## start Records to use
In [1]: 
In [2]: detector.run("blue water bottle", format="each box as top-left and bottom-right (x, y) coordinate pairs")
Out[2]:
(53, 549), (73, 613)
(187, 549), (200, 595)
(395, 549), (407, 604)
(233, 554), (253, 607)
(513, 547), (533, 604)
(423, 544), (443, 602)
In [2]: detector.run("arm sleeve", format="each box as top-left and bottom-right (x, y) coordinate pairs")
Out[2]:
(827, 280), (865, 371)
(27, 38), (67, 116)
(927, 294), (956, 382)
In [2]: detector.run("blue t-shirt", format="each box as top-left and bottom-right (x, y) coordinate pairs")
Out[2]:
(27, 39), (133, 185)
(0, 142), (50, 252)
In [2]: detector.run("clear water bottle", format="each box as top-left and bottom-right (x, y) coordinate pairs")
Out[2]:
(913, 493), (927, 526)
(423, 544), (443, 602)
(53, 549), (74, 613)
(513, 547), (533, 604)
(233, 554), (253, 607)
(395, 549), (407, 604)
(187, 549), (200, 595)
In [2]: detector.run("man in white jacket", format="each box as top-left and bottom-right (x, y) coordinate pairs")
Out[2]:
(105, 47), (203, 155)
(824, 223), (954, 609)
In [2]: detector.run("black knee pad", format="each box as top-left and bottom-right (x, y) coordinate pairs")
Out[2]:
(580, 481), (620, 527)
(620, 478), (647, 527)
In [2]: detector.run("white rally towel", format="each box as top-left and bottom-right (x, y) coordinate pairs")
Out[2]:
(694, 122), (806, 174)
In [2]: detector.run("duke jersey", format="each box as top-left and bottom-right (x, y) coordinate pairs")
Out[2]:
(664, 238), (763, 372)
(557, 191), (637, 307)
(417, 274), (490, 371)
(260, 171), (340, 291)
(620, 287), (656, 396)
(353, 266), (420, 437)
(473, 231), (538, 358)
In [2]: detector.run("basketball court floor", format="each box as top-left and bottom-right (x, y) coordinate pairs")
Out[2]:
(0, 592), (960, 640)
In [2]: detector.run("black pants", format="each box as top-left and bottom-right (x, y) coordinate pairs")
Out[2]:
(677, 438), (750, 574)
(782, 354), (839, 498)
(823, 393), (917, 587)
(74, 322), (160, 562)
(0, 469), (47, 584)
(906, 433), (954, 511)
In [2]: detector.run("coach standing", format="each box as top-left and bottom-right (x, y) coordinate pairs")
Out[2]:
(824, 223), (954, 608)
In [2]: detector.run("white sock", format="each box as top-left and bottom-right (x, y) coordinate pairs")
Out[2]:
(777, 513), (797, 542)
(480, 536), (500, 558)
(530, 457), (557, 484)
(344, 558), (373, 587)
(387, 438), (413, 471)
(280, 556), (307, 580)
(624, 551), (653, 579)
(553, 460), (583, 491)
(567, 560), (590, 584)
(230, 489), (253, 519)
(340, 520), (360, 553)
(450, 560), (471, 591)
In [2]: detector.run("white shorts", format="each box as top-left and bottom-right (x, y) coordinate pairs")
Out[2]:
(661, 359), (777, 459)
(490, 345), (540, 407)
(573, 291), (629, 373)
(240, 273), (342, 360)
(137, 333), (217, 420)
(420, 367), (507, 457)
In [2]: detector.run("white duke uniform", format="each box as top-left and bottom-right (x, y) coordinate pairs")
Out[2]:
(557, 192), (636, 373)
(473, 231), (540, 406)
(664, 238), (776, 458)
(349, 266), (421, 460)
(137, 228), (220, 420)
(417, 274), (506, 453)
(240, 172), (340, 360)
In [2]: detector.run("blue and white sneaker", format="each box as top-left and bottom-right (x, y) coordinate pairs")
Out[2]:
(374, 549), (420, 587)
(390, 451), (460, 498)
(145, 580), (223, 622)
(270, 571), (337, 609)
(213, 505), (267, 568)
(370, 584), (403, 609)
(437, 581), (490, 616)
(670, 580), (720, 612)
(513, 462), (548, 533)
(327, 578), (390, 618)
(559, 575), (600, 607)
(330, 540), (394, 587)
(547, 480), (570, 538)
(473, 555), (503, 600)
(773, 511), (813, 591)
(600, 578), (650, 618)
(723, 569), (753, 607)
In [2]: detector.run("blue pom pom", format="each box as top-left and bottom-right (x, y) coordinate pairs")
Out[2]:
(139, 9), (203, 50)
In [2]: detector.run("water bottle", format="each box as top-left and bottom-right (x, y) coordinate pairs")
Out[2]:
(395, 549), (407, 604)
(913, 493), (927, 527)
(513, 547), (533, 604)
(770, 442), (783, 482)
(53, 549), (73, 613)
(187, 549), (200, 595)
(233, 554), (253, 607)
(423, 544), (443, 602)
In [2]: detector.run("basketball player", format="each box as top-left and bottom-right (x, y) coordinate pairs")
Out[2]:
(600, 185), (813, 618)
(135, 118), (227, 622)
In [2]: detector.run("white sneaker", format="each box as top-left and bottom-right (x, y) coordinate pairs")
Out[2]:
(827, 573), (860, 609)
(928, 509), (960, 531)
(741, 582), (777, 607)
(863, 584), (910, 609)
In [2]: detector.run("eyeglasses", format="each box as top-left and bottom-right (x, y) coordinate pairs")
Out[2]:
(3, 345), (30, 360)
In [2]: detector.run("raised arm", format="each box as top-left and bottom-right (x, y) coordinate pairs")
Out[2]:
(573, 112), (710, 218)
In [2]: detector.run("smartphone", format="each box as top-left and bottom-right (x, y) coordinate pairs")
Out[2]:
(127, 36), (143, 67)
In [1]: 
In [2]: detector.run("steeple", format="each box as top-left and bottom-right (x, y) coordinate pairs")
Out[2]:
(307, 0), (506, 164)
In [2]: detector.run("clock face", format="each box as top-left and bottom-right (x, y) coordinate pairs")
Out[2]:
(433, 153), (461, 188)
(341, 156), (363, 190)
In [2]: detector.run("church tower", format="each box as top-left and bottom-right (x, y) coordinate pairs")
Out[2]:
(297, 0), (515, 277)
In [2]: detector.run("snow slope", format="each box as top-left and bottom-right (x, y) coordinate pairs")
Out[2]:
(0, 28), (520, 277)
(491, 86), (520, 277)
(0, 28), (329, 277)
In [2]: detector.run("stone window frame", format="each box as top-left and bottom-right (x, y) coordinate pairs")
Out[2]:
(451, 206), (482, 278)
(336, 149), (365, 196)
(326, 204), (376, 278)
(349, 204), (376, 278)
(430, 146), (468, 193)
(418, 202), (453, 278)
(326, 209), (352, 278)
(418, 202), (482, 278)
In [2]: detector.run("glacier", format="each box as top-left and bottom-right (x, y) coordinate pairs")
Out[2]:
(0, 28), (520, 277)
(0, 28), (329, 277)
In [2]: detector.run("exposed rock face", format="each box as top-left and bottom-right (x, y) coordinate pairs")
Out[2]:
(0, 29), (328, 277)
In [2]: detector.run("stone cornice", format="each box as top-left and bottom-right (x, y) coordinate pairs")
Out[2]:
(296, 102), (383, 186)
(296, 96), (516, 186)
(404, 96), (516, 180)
## end Records to use
Work instructions:
Can you reproduce the listing above verbatim, starting at its first line and ending at the line containing "(0, 142), (50, 252)", with both ends included?

Written solution:
In [1]: 
In [2]: detector.run("blue water bottle", format="each box as top-left and bottom-right (x, y) coordinate pairs")
Out[2]:
(53, 549), (73, 613)
(187, 549), (200, 595)
(395, 549), (407, 604)
(233, 554), (253, 607)
(513, 547), (533, 604)
(423, 544), (443, 602)
In [2]: detector.run("arm sleeve", format="each box as top-left and bottom-right (x, y) coordinate pairs")
Out[2]:
(827, 280), (865, 371)
(27, 38), (67, 116)
(927, 294), (956, 382)
In [2]: detector.run("blue t-shirt", format="each box as top-left and bottom-right (x, y) coordinate pairs")
Out[2]:
(27, 39), (133, 185)
(0, 142), (50, 252)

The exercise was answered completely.